▶ _What is needed_: For the entries that follow, restate word for word the line containing "Please mark the tall", the line containing "Please mark the flat", and every line that lies between them.

#### Source material ####

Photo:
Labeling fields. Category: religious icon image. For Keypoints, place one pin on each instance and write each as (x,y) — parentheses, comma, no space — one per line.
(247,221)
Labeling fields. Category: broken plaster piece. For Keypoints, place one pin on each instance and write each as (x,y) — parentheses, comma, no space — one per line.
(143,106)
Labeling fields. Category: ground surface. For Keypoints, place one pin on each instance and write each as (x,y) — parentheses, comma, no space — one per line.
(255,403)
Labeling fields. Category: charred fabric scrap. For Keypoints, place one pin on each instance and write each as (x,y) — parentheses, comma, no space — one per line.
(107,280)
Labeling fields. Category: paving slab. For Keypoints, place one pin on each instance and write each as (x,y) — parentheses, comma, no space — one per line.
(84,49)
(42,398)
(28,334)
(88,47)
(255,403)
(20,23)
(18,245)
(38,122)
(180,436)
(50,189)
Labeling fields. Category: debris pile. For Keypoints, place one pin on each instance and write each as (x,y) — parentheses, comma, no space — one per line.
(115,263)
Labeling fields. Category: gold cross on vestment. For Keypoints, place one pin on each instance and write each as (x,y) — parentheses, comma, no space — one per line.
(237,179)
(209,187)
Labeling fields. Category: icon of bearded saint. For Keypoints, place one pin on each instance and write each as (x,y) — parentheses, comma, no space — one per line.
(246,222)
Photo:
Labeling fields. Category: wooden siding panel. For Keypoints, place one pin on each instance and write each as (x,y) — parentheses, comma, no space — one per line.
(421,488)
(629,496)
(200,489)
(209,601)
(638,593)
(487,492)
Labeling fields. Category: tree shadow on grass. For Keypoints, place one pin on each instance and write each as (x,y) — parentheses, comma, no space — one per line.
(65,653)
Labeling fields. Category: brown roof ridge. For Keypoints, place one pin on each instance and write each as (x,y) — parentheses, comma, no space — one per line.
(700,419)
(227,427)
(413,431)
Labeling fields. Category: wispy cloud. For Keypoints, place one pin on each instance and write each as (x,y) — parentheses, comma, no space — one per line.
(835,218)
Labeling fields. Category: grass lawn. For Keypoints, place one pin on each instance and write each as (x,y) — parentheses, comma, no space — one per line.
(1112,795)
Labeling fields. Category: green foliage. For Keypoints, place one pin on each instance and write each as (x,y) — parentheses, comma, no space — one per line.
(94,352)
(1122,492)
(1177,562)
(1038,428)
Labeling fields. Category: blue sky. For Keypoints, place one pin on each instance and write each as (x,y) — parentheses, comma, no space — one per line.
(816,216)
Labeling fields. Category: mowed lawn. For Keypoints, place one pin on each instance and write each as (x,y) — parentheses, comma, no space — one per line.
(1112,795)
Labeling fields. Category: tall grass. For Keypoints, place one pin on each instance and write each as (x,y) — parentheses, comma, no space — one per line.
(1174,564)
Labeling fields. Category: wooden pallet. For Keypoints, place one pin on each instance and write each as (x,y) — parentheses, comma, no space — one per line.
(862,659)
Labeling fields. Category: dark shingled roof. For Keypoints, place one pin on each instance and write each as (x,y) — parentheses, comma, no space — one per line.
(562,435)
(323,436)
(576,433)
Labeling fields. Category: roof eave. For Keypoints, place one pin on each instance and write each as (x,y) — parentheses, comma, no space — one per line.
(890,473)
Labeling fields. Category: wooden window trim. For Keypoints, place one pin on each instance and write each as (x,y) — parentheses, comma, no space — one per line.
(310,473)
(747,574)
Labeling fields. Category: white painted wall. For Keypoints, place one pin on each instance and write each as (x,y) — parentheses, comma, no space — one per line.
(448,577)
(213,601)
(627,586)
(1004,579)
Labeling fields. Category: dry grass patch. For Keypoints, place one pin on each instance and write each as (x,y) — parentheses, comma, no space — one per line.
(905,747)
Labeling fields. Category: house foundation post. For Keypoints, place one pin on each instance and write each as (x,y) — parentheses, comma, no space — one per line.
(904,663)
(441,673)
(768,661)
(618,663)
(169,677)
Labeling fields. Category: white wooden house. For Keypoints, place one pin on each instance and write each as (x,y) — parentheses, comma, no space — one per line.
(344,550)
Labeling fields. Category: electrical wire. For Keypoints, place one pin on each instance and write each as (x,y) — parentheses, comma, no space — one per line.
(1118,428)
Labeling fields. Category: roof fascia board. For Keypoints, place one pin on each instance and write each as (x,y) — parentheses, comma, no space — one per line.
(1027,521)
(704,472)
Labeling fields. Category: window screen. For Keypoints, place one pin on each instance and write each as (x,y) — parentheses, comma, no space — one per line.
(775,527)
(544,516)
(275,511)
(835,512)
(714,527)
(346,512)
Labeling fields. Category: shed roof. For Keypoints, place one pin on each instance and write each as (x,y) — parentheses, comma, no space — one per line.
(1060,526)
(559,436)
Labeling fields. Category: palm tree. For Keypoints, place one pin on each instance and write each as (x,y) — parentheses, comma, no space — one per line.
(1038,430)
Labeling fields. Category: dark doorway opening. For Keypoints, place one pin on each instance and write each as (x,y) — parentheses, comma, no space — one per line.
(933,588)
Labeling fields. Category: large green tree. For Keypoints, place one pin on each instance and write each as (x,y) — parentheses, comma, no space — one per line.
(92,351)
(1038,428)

####
#### Source material ####

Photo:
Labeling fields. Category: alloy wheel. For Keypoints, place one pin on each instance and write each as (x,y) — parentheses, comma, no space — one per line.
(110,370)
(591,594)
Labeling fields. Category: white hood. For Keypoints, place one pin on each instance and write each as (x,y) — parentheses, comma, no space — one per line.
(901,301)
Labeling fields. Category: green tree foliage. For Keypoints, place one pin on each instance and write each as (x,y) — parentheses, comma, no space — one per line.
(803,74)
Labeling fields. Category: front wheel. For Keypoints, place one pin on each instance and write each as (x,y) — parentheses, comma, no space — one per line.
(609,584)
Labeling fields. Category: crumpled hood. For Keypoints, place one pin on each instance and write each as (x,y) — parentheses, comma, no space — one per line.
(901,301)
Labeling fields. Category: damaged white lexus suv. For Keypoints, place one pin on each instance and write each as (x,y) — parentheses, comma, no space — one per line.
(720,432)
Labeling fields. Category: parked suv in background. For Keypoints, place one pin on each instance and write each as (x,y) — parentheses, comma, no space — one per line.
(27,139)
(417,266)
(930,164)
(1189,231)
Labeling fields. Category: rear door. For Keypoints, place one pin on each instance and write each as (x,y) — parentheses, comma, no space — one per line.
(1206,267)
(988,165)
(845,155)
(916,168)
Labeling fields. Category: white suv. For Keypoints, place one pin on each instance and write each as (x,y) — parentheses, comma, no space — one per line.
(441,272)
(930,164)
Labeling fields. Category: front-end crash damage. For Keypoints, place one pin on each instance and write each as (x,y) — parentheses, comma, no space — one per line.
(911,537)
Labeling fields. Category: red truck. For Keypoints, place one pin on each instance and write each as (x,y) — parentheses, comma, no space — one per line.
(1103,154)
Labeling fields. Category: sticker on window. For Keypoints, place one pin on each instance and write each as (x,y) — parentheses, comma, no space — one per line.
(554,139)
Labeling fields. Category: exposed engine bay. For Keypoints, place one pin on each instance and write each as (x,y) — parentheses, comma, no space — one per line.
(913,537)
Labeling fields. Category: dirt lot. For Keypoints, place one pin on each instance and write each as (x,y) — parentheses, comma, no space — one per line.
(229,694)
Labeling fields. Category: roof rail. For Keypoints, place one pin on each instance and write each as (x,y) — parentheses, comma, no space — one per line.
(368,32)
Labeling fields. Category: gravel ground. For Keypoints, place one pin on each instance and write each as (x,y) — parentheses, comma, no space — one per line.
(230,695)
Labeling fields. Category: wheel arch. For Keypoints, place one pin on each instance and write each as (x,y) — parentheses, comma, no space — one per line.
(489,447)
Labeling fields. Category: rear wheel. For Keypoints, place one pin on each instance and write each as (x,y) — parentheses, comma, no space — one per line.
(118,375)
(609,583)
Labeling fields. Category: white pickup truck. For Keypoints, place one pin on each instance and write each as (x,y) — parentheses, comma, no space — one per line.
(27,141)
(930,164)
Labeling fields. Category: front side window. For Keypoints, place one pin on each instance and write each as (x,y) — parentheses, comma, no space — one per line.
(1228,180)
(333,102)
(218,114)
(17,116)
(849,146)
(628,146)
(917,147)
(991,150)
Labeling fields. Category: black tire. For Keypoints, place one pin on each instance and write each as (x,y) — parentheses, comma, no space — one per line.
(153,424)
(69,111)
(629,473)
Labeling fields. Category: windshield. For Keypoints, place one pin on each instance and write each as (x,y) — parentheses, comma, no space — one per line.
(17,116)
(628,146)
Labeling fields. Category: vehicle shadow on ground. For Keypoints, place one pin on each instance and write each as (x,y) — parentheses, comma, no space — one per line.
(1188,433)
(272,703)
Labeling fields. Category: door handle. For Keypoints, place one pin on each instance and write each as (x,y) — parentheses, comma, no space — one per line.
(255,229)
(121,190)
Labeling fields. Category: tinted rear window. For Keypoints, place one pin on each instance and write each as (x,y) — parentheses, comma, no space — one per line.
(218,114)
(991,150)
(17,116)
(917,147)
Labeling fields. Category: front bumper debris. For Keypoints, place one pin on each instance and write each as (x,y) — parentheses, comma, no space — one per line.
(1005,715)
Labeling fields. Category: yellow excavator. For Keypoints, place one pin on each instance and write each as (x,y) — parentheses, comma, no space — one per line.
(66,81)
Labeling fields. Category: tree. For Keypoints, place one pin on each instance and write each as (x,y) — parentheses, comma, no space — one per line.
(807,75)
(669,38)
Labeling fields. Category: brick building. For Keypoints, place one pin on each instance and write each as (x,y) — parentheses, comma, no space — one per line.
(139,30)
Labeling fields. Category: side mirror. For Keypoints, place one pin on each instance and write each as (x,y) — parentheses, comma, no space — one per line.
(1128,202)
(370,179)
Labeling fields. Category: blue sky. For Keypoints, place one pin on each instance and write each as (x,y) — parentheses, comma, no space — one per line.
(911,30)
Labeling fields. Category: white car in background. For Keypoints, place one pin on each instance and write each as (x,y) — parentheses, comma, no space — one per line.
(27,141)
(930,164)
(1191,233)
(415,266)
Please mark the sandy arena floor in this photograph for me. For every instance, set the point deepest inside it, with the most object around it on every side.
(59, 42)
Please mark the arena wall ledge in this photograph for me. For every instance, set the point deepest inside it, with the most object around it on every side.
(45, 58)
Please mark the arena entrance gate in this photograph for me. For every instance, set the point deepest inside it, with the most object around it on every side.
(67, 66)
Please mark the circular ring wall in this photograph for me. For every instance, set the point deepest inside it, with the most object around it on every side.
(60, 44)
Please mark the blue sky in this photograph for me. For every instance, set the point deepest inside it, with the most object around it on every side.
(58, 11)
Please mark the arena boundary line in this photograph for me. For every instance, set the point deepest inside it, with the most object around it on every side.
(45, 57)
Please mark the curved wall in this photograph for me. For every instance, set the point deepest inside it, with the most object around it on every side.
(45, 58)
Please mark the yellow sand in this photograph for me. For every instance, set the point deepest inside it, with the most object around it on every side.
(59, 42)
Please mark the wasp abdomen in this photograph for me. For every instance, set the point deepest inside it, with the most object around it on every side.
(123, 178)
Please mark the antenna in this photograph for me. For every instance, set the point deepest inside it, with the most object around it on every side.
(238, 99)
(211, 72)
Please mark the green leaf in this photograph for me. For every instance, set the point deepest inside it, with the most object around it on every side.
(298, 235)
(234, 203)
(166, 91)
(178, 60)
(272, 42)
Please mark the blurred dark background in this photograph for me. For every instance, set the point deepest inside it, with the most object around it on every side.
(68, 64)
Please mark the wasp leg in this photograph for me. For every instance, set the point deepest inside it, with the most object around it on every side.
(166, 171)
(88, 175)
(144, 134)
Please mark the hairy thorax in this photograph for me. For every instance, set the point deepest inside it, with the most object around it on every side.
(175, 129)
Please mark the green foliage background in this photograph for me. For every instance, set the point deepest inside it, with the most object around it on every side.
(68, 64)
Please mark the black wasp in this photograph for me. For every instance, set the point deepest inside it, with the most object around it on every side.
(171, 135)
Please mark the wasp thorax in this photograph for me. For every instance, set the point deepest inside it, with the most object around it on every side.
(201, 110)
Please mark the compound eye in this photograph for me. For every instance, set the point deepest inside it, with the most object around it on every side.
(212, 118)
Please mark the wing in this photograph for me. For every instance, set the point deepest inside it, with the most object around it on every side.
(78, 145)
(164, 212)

####
#### Source material ####

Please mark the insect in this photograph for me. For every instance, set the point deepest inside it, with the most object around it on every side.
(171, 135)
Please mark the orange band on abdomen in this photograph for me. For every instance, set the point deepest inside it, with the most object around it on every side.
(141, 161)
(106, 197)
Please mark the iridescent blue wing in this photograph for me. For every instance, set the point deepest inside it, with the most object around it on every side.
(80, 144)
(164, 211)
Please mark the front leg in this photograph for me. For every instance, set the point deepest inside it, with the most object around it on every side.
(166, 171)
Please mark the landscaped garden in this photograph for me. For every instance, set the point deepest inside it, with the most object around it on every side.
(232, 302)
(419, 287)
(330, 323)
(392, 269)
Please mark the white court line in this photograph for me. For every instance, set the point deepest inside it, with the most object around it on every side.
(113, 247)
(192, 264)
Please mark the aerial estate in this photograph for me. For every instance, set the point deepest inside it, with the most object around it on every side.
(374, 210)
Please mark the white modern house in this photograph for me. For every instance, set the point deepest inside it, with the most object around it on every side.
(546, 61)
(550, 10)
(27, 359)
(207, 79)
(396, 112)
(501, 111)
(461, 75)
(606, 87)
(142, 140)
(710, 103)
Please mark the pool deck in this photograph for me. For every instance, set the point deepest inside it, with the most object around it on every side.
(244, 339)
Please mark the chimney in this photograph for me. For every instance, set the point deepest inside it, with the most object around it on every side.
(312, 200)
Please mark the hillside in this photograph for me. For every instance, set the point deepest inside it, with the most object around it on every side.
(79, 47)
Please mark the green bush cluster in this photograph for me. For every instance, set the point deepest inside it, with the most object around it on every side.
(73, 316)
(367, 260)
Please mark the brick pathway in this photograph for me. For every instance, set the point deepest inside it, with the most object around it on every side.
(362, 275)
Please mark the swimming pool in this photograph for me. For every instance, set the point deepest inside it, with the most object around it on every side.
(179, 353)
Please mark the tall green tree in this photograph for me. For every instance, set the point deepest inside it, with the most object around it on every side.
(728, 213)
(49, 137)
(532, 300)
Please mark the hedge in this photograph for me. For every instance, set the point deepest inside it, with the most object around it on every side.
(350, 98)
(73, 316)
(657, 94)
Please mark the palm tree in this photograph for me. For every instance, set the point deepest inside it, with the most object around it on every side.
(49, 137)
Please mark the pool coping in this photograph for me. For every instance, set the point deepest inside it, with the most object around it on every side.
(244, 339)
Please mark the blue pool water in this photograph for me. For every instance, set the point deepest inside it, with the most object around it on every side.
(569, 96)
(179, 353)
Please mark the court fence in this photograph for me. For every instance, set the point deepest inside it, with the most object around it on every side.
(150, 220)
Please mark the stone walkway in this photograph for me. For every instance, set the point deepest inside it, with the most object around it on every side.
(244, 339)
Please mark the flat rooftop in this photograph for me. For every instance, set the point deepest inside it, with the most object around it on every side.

####

▶ _Task output_:
Please mark the tall green tree in this photograph for me. For every instance, set the point deepest inside it, with the most object around it on every side.
(728, 213)
(49, 137)
(532, 300)
Please mark the hedge in this photograph for me. For every instance, set the point deepest inside it, with the most object around it on every side.
(350, 98)
(73, 316)
(657, 94)
Please mark the palm tree in this photograph for me. For every instance, set the point deepest inside it, with the most object around it on every side.
(49, 137)
Please mark the pool coping in this photograph for me. For every instance, set the point deepest inside it, with the most object around it on every side.
(244, 339)
Please mark the blue pool water in this photograph for me. For every instance, set the point deepest inside it, with the most object around it on every side.
(569, 96)
(179, 353)
Please mark the court fence in this photograph for me. For every instance, set the point deepest inside it, with the most object around it on every side.
(150, 220)
Please mark the stone walkway in this photograph for me. For every instance, set the point deepest inside it, with the most object around it on every side.
(244, 339)
Please mark the flat rooftop in this photograph for me. For every instance, set the point deepest inside it, with the most object around it on every side.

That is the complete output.